■ **WHAT NEEDS TO BE DONE**: Copy out every record below with complete accuracy.

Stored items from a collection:

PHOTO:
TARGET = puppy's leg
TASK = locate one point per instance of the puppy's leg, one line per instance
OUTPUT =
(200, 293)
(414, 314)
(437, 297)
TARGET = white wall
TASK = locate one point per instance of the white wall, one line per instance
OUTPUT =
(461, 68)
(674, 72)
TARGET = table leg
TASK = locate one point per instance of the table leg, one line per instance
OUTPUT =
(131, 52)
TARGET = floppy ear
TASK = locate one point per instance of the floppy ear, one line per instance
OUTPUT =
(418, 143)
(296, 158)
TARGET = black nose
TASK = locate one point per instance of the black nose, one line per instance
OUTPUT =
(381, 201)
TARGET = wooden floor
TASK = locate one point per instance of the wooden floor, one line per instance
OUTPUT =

■ **SOLUTION**:
PHOTO:
TARGET = puppy's leg
TASK = locate one point per instance of the puppy's leg, one line per instance
OUTPUT =
(200, 293)
(414, 314)
(437, 297)
TARGET = white wall
TASK = locate one point per instance of the white wall, one line per instance
OUTPUT =
(461, 68)
(674, 72)
TARGET = table leg
TASK = locate one point per instance of the table leg, one line per instance
OUTPUT =
(131, 52)
TARGET = floppy ear
TASK = locate one point per instance of the floppy ear, one line per instance
OUTPUT =
(418, 143)
(296, 158)
TARGET = black nose
TASK = locate one point per instance of the black nose, one line per instance
OUTPUT =
(381, 201)
TARGET = wooden floor
TASK = locate one point per instance of the wooden floor, one line per instance
OUTPUT =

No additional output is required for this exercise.